Text extract:
Ferruccio Busoni said:

      "Every notation is, in itself, the transcription of
    an abstract idea.  The instant the pen seizes it, the
    idea loses its original form."
      [_Sketch of a New Aesthetic of Music_, c. 1907]

So I can see where Kate would want to be able to transcribe directly the
ideas in her head onto the recording medium.  Varese had much the same
attitude, as shown here:

      I find myself frustrated at every moment by the
    poverty of the means of expression at my disposal.
      I myself would like, for expressing my personal
    conceptions, a completely new means of expression.
      A sound machine (and not a machine for reproducing
    sounds).  What I compose, whatever my message is, would
    then be transmitted to my listener without being
    altered by interpretation...
      [Edgard Varese, c. 1933, in _The Recording Angel_,
       Evan Eisenberg, 1987]

This "sound machine" that Varese desired is obviously the forerunner to
the modern synthesiser.  Eisenberg asserts that a musical laboratory,
also envisioned by Varese, was fully available only in 1977 at Pierre
Boulez's IRCAM.  However, Varese was given an early Ampex tape machine
in the early fifties, and he began splicing (by hand) the tape portions
of his piece _Deserts_, for winds, piano, percussion, and tape.

Material shown:
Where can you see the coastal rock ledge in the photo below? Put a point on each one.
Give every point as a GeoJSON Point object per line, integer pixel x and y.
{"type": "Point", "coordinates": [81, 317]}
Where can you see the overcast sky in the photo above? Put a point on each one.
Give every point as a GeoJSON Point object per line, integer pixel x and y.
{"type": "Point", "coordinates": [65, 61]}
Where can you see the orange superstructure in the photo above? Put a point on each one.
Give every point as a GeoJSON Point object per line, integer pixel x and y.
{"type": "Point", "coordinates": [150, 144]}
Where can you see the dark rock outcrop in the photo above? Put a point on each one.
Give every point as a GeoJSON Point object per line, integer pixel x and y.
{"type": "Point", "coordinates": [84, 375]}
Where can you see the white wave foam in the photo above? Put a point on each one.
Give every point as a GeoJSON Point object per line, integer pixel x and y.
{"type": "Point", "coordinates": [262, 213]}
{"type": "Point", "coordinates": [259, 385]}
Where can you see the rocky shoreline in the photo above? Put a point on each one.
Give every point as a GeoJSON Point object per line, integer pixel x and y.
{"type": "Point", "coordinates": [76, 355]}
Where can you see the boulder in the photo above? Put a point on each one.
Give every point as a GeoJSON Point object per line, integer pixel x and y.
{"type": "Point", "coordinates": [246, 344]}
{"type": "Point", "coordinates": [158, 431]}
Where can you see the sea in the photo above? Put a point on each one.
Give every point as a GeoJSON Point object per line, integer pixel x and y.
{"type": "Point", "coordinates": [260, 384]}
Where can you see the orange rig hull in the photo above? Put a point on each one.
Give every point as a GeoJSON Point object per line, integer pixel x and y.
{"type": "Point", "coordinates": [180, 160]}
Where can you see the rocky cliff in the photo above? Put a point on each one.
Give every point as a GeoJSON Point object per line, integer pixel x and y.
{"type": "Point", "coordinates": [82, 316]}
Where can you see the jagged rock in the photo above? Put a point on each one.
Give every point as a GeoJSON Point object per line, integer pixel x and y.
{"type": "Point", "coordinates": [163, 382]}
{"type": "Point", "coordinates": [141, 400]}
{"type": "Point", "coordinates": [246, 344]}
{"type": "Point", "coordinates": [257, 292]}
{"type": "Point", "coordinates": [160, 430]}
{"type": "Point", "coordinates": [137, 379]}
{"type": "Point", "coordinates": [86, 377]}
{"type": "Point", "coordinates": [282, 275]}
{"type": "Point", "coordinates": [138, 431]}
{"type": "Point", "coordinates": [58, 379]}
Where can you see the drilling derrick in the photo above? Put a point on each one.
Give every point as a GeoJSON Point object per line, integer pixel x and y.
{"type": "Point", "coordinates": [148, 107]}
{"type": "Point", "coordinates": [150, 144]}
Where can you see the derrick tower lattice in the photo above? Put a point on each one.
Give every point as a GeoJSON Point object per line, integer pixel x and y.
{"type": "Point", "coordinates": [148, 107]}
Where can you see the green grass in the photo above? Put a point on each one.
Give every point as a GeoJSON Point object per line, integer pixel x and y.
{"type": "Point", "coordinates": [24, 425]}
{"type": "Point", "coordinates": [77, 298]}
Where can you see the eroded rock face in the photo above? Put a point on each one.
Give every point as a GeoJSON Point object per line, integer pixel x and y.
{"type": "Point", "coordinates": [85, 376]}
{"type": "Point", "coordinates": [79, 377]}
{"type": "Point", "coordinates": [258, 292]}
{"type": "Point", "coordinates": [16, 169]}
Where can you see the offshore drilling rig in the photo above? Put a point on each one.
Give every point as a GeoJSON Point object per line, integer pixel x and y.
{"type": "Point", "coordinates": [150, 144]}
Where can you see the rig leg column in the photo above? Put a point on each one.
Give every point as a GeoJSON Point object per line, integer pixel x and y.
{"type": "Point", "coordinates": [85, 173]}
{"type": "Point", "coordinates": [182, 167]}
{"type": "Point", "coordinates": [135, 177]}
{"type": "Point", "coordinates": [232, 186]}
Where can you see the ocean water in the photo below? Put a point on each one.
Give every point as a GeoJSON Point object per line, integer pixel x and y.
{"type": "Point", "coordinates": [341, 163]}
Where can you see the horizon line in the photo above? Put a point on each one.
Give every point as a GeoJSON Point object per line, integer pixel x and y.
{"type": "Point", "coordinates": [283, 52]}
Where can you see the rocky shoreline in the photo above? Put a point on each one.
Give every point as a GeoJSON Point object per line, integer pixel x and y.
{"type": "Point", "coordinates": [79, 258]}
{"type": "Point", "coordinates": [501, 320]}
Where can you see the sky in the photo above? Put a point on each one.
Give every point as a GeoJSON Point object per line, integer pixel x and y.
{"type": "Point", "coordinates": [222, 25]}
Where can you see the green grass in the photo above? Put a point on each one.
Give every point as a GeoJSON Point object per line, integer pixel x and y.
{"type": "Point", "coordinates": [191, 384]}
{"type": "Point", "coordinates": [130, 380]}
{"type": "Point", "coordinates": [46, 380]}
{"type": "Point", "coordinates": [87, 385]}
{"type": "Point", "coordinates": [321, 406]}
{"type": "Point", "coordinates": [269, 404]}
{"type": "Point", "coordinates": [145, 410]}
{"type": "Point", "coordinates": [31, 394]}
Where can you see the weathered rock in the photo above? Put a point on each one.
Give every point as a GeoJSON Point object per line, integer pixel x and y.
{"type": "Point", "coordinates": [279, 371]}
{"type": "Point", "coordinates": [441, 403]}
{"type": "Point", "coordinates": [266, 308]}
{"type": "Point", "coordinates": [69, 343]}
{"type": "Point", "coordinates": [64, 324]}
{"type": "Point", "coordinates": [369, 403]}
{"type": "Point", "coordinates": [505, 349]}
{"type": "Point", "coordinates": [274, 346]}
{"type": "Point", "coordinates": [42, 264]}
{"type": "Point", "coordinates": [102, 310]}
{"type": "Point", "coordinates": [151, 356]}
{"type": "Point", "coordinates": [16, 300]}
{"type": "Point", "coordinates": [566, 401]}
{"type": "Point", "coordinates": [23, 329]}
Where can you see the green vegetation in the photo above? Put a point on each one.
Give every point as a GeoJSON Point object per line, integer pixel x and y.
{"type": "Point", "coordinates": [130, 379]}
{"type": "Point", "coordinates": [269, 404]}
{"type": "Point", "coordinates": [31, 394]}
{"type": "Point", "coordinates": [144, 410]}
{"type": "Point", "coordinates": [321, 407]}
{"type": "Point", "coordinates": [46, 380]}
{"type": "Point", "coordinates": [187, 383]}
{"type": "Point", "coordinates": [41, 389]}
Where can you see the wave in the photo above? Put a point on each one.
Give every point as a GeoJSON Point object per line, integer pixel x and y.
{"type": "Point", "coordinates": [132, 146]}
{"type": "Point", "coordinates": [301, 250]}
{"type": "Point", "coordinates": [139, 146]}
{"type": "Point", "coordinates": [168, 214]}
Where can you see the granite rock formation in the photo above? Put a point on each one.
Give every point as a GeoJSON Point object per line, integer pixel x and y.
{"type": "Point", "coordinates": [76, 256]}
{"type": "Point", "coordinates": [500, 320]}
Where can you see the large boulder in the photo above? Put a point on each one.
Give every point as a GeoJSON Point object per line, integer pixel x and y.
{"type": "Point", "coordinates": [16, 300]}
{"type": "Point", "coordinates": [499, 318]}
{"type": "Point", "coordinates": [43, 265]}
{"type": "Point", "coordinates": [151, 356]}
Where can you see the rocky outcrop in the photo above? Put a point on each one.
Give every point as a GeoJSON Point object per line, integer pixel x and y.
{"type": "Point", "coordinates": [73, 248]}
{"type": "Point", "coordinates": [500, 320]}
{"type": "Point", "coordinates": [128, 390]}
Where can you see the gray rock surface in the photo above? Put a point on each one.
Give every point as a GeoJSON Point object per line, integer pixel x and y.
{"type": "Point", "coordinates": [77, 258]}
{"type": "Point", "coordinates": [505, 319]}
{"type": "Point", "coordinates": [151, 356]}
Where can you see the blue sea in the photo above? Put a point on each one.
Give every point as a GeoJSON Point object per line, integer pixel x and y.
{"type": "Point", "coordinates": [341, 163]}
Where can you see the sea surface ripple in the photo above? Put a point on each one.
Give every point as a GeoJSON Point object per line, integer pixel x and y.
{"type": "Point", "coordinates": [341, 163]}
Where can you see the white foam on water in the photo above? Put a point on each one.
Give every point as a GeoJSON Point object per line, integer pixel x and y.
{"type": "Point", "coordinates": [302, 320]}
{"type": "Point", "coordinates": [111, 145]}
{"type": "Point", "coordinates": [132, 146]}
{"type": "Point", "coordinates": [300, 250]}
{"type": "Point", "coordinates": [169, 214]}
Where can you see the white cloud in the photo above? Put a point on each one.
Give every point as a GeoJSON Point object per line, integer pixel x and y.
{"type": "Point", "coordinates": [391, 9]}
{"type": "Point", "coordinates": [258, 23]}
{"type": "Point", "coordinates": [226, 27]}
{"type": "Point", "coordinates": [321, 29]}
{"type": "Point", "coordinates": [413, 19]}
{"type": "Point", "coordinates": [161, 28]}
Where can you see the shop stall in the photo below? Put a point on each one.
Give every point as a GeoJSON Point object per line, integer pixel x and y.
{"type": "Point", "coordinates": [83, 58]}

Given problem: Write the next part of the text on Varese and the sound machine, picking up right after the sentence about splicing the tape portions of _Deserts_.

Answer for this exercise:
Eisenberg further asserts that although Ussachevsky and Stockhausen had
been producing electronic music experiments at this time

      Varese, by contrast, had been making electronic music
    in his head for half a century; the moment the tools
    were put in his hands he knew what to do with them.
    _Deserts_ expresses all the emptiness of those fifty
    years of history in a language exploding with their
    fullness...  Stockhausen's _Gesang der Junglinge_ of
    1956 was perhaps the first worthy successor of
    _Deserts_, and Morton Subotnick's _The Wild Bull_ of
    1971... perhaps the most popular...
      [_The Recording Angel_]

I think that perhaps Kate wasn't the first composer to be able to put
the ideas in her or his head directly onto tape.  I would argue that
Frank Zappa was also doing this before Kate, but Zappa also chose not to
devote himself entirely to this, as Kate has -- Zappa wanted to be able
to do the live show, and thus chose to limit himself with the
capabilities of the live rock band.  Although he did take those
recordings and add many overdubs in the studio to produce a different
kind of musical experience than the live, he was not performing musical
alchemy.

My other concern is expressed fairly well by the Talking Heads' song
"Seen and Not Seen":

      He would see faces in movies, on T.V., in magazines,
    and in books...  He thought that some of these faces
    might be right for him...  And through the years, by
    keeping an ideal facial structure fixed in his mind...
    Or somewhere in the back of his mind... That he might,
    by force of will, cause his face to approach those of
    his ideal...
      He imagined that this was an ability he shared with
    most other people...
      ALthough some people might have made mistakes...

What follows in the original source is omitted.